The three words that stood out in Joe Biden’s powerful inaugural address, if only for the number of times he used them, were “democracy”, “unity” and “truth”. But it was democracy that took centre stage. “This is democracy’s day,” he said, in his first statement after taking the oath of office. “The will of the people has been heard … Democracy has prevailed.”
Is this apparent vindication of democracy enough for unity and truth to prevail as well? The founding fathers of the American republic, whose history and institutions Biden also repeatedly invoked, might have been surprised to hear him run the three together. They believed they were founding a state that was designed to keep democracy at arm’s length. James Madison, one of the authors of The Federalist Papers and a future president, stated that the American constitution he helped to write would mean “the total exclusion of the people, in their collective capacity, from any share [in the government]”.
The founders were as keen on unity and truth as Biden. But they thought too much democracy would put them at risk. They viewed the voting public as notoriously fractious and prone to believe all sorts of nonsense. The point of establishing a republic rather than a democracy was to ensure there were safeguards against populism in all its forms.
Biden clearly meant something different by democracy than the people gone wild. He was invoking a different, and much later tradition, that sees democracy as defined by the peaceful transfer of power. In academic circles this is sometimes called the minimalist theory of democracy. It says that it is sufficient for democracy if incumbents, who control the armed forces, hand over that control to the people who defeat them at the ballot box. The guns change hands when the voters change sides.
The trouble with this view is that it is so minimal, unity and truth are optional extras. There are many places around the world where democracy has failed even this test and defeated incumbents have refused to leave, leading to dictatorship or civil war. But when the test is passed it leaves unresolved most of the questions about how to do politics better.

========================

Stated task A
Summarize the passage on Biden's inaugural address in two sentences.
Stated task B
According to the passage on Biden's inaugural address, which three words stood out in his speech?
Stated task C
Continue the passage on Biden's inaugural address from its final sentence.

Given data
========================

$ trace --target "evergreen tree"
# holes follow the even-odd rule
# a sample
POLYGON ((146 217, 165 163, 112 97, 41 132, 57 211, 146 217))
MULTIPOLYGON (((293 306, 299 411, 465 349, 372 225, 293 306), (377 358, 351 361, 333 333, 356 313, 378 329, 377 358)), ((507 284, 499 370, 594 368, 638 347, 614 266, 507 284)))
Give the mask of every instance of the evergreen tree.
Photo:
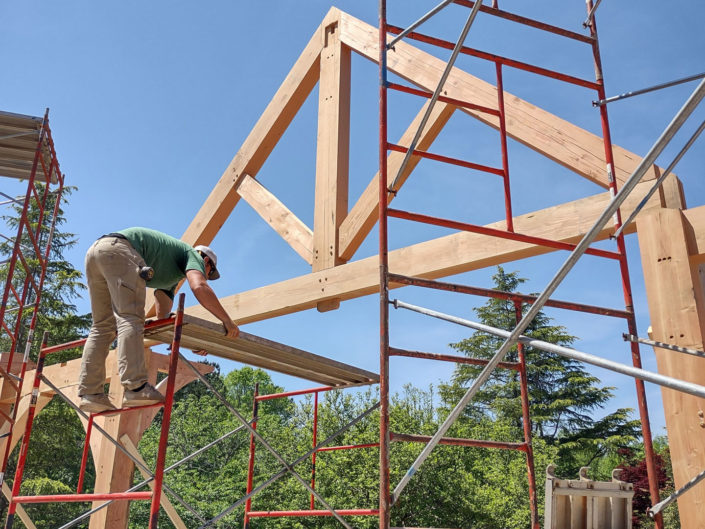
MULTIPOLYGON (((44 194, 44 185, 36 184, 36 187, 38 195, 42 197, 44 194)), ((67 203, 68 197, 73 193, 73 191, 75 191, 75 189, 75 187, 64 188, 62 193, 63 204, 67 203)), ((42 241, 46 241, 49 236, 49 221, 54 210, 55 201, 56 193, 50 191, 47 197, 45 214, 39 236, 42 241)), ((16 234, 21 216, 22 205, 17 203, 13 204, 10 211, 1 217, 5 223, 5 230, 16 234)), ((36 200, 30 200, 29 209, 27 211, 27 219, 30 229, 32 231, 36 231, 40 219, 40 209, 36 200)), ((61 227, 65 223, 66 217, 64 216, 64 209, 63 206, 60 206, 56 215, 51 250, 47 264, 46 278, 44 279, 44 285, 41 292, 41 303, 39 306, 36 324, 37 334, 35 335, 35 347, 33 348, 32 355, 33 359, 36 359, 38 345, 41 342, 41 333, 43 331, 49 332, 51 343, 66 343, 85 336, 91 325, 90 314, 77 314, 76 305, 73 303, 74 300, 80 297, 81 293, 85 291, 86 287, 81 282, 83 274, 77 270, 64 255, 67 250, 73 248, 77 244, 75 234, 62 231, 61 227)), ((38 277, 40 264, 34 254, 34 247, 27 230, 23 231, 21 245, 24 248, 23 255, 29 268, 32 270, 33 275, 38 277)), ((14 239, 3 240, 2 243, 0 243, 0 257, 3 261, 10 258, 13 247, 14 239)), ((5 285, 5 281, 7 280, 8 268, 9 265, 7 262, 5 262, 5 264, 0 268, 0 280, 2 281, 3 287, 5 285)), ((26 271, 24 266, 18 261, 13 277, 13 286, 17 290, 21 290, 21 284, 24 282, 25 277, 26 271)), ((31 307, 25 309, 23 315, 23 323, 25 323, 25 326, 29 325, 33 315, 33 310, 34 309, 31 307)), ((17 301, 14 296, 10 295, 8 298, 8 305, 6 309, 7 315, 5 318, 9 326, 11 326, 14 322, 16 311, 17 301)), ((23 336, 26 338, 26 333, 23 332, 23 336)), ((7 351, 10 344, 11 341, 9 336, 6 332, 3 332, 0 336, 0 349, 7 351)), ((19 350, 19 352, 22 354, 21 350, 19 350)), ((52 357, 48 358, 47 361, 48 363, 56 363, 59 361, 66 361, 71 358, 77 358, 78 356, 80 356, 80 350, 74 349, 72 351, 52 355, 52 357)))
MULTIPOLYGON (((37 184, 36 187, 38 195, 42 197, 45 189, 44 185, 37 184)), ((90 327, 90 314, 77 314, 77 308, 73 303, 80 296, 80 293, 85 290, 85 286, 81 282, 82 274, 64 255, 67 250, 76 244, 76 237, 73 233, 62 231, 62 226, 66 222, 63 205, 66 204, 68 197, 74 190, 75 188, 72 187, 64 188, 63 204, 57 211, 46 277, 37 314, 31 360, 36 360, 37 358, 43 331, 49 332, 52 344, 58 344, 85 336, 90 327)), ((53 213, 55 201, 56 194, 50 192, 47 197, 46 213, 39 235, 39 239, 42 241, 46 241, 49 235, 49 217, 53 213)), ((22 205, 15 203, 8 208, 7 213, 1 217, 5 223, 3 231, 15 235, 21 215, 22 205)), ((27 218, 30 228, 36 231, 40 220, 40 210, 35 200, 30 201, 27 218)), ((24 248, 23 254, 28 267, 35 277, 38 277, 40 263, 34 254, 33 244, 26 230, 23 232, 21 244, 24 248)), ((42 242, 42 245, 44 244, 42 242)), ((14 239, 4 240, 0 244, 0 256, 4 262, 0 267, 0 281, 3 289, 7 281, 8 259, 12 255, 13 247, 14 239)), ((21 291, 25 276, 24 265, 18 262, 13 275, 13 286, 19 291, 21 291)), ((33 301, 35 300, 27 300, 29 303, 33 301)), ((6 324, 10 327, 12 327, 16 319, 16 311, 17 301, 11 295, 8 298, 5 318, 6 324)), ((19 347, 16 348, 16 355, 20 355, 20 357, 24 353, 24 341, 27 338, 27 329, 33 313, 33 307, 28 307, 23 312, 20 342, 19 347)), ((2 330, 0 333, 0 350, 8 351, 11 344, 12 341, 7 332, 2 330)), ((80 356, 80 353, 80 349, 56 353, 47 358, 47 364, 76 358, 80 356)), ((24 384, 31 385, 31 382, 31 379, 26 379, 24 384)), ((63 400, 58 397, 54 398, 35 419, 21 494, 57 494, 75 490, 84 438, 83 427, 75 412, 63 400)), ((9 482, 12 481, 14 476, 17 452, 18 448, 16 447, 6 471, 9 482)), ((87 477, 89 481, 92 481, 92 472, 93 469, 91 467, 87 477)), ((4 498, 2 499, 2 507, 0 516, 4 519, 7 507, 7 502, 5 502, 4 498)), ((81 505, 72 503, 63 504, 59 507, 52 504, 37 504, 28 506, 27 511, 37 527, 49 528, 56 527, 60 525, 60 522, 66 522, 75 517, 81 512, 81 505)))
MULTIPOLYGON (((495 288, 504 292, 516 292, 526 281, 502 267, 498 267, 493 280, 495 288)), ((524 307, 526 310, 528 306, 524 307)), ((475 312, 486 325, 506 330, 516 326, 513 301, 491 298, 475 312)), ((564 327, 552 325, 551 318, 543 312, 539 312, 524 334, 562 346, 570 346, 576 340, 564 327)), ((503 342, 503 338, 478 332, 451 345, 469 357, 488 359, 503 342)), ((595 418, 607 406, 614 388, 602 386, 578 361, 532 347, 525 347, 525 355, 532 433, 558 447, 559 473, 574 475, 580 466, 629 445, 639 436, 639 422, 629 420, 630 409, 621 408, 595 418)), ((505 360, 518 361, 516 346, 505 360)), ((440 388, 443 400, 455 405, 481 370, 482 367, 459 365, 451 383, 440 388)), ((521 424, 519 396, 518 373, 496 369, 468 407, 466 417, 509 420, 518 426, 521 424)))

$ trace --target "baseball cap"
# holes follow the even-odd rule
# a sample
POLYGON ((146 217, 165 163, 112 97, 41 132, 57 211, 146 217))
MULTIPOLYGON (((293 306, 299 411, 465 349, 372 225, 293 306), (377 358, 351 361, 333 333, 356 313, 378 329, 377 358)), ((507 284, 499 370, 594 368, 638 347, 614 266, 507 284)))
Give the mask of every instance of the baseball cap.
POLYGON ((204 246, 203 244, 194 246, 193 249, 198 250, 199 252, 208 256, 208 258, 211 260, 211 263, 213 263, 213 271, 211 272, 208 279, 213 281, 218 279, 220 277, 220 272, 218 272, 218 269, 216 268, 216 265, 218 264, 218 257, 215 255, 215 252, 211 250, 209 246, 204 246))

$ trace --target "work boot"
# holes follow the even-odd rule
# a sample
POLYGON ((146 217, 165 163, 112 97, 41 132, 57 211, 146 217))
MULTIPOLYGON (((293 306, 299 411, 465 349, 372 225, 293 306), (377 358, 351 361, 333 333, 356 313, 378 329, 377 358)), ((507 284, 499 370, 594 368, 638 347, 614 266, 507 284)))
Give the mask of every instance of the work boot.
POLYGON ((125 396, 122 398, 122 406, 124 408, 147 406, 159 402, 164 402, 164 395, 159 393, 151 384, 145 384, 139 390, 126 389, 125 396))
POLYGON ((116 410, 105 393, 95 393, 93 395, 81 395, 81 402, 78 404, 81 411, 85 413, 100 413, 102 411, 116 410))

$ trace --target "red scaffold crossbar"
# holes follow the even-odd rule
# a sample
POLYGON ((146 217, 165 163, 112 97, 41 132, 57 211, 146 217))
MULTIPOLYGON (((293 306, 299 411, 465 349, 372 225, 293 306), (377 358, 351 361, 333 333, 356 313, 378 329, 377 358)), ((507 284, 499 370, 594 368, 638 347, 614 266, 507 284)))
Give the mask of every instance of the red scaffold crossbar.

========================

Response A
Biden's inaugural address stressed democracy, unity and truth, with democracy taking center stage, yet the American founders had designed a republic to keep democracy at arm's length because they saw the voting public as fractious and prone to believe nonsense. Biden was instead invoking the later, minimalist theory that defines democracy by the peaceful transfer of power, a view so minimal that unity and truth become optional extras and most questions about how to do politics better stay unresolved.

Response B
- democracy
- unity
- truth

Response C
Coming just two weeks after an attempt to storm the Capitol and prevent the certification of the election result, Biden’s inauguration took place in the shadow of the most serious threat to this minimal definition of democracy in recent American history. The country had come dangerously close to failing the test. What Biden could also have said, but didn’t, was that the founders were in part to blame.
The anger of Trump’s supporters was stoked by the institutions designed to keep the people away from the most important decisions. In strict majoritarian terms Biden won the election comfortably, by a national margin of more than 7 million votes. But the electoral college made it seem much closer, and allowed the defeated president to look for a few thousand votes here or there that might have made the difference. Millions of voters are much harder to conjure out of thin air.
Trump’s resistance to democratic realities also rested its hopes on the other institutions of the republic that were meant to keep the people out. He believed that the supreme court, with three of his appointees on it, should save him. He looked to the Senate, which gives a disproportionate influence to sparsely populated rural states, to have his back. The fact that these hopes were misplaced – and the Senate may yet convict him in an impeachment trial – doesn’t mean that democracy was vindicated. The institutions that quelled popular resistance to the election result were the same ones that inflamed it.
This suggests it is not enough for Biden to fall back on the long history of American democracy in making his case for what should come next. The peaceful transfer of power obscures the ways in which American democracy is at odds with the institutions that achieved it.
There is a choice to be made here. Democracy could be enhanced – and institutions such as the electoral college and the Senate reformed to reflect current demography rather than ancient history. But that is likely to come at the cost of unity. Republicans would resist fiercely. Truth would probably suffer too, if only because we have learned that these days resistance tends to come as an assault on the facts. Any attempt to change the constitution would be challenged not just as unpatriotic, but probably as a foreign plot.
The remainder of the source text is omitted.